> [Passage to read]:
|---|

Stripper, Sugar Baby, Writer, Real Life

Stripper, Sugar Baby, Writer, and real life are just a few of the hats I wear in this life. Never yet have I found someone who can relate to all aspects. Therefore, I have stripper friends, sugar baby friends, writer friends, and real life friends(who knew me before I wore all these hats). Even my heart and soul have grown dividers. Boundaries and separating the worlds as much as possible is the only way to survive while keeping a heart and soul.

After stripping nationwide my body has been seen by thousands if not a million people. So rarely do I get the comfort of walking around a city and not seeing a strip club customer. I have not worked in some of my favorite places just so I can still have the freedom to exist as a human rather than a stripper in the public eye. True I do not care what people think, but it does effect how people treat me when I am out and about. The stripper stereotype is not something I can make people overcome in this lifetime. I just work around it, as a means to a more pleasant life.

|---|

(Entries from a pointing dataset)
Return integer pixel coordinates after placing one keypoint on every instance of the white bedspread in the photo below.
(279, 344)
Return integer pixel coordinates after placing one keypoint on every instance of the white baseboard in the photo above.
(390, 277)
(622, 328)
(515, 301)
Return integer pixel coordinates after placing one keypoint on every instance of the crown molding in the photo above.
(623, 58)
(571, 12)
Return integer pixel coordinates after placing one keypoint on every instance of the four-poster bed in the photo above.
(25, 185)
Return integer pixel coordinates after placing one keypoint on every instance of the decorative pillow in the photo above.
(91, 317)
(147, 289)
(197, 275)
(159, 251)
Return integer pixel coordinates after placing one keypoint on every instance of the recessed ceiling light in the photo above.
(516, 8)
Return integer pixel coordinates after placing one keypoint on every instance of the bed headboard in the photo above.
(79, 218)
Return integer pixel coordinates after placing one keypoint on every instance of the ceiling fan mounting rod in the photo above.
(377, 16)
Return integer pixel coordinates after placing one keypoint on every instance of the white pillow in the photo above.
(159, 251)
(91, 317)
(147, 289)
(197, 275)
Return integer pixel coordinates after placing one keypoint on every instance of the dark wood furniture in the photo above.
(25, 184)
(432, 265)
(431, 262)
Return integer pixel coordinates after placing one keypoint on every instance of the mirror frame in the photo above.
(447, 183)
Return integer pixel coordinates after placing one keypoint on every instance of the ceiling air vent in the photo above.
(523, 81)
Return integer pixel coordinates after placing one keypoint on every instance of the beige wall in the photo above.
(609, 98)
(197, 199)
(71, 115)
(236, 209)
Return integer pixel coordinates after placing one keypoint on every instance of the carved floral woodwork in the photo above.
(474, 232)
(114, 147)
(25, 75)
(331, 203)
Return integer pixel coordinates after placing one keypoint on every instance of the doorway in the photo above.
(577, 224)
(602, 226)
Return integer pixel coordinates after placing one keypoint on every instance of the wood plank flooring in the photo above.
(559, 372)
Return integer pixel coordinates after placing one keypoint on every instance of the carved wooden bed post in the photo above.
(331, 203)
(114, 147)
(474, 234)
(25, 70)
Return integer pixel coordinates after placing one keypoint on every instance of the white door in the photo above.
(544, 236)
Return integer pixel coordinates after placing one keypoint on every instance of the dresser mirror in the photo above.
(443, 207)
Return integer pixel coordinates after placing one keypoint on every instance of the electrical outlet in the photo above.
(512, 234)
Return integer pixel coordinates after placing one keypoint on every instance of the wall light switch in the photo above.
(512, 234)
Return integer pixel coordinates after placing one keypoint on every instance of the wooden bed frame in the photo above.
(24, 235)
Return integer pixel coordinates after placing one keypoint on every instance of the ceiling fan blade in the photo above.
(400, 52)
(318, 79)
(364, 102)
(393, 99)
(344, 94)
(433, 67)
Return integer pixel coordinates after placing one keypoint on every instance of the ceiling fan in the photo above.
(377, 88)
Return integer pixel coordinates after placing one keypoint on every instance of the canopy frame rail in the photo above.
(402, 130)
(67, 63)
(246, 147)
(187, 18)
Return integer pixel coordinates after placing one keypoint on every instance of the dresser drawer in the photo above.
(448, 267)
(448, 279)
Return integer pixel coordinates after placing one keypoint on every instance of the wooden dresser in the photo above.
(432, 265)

|---|

> [Requirements]:
Can you write the next part of the personal essay about living as a stripper, a sugar baby, a writer, and a person with a real life, starting after its final sentence?

> [Answer for the task]:
As a sugar baby, I enjoy not being in the public eye so to speak. The ability to actually bond with an individual is a great change after stripping for years and focusing on my career window. Years of being the center of attention and the life of the party every night on a superficial shallow drunk level are enough to make anyone crave something more dynamic.

Sugar has allowed me to open up my heart to let people see the real me while still remaining a safe distance away. I need some time to remind me that kind hearted, loyal people do exist in the world. The idea of a partner in life is so very foreign. Yet appealing, but scary as hell after all the betrayal I have seen in the strip clubs. Does monogamy exist or is it just a myth? …This is a reoccurring question in my life!

Then there is being writer. I have blogged for about 4/ 5 years, written a monthly magazine column for almost two years, and I have freelanced for about two years. However, the fact that I write for the adult industry and have a background in stripping and sugar make people not take me seriously. Shocking, right? Heaven forbid a woman have beauty and brains and use them both. With time I can overcome this stereotype, but only with hard work and action.

Lastly there is real life, the hat I seldomly get to put on without disruption. My real life is a treat and yes I am overly protective of it. Stripping has allowed society to see me nude, writing has allowed society a window into my heart and soul. All I have left to myself is my real life. In my eyes it just make sense to invest in myself and my sanity by keeping my real life personal. Rarely can people understand this aspect, because they have never been so vulnerable publicly.

Windows surround me!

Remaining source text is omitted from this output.